- [Passage to read]
_ _ _

A structured set of objections, weighed in public.

Desk editor's note, referee report, simulated authors' rebuttal, and a circularity audit. Tearing a paper down is the easy half of reading it; the pith above is the substance, this is the friction.

Referee Report

3 major / 2 minor

Summary. The manuscript introduces AVSR-Diff, a decoupled framework for arbitrary-scale video super-resolution that integrates diffusion priors. It separates scale-agnostic latent denoising from continuous coordinate rendering to mitigate temporal flickering induced by diffusion stochasticity, introduces the Temporally-Gated Feature Recurrence (TGFR) module to produce aligned latent priors, and incorporates a Scale-Aware Fourier Refinement (SAFR) module in a continuous video VAE decoder. The central claim is that this architecture preserves high-frequency details and temporal stability across scales, outperforming state-of-the-art arbitrary-scale baselines and even fixed-scale generative models at native resolutions, as supported by extensive experiments.

Significance. If the experimental claims hold, the work addresses a practical barrier in combining generative diffusion models with coordinate-based arbitrary-scale VSR. The decoupling strategy and TGFR/SAFR modules offer a coherent architectural solution to temporal consistency, which could influence future video enhancement pipelines. The absence of parameter-free derivations or machine-checked proofs is noted, but the approach is grounded in standard architectural choices rather than circular fitting.

major comments (3)
  1. [Abstract and §4] Abstract and §4 (Experiments): The abstract asserts that 'extensive experiments demonstrate' superiority in high-frequency detail preservation and temporal stability, yet the provided text contains no quantitative metrics, error bars, dataset specifications, or statistical comparisons. This leaves the central empirical claim without verifiable support.
  2. [§3.2] §3.2 (TGFR module): The claim that recurrent gating produces 'strictly aligned, temporally consistent latent priors' that eliminate diffusion-induced flickering rests on an unverified assumption about alignment properties across scales; no ablation isolating TGFR's contribution to temporal metrics (e.g., temporal consistency scores) is referenced to substantiate this load-bearing component.
  3. [§4] §4 (Experiments): The surprising claim that the method outperforms recent fixed-scale generative models 'even on their native resolution' requires explicit side-by-side quantitative results and controls for implementation differences; without these, the cross-paradigm comparison cannot be evaluated.

_ _ _

- [Collected data]
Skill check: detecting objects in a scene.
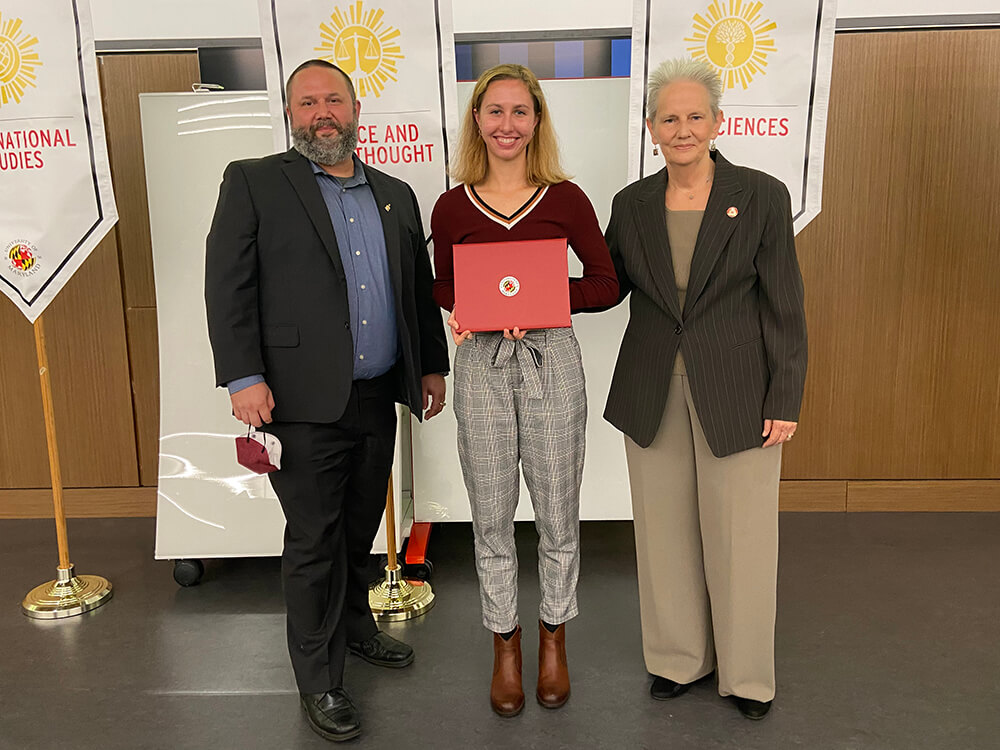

_ _ _

- [Given task 1]
In the referee report, what does the abbreviation TGFR stand for?
- [Given task 2]
Reproduce the referee report text between "2. [§3.2] §3.2" and "this load-bearing component.", inclusive.
You can set the material aside; it plays no part here.

- [Exercise output 1]
Temporally-Gated Feature Recurrence

- [Exercise output 2]
2. [§3.2] §3.2 (TGFR module): The claim that recurrent gating produces 'strictly aligned, temporally consistent latent priors' that eliminate diffusion-induced flickering rests on an unverified assumption about alignment properties across scales; no ablation isolating TGFR's contribution to temporal metrics (e.g., temporal consistency scores) is referenced to substantiate this load-bearing component.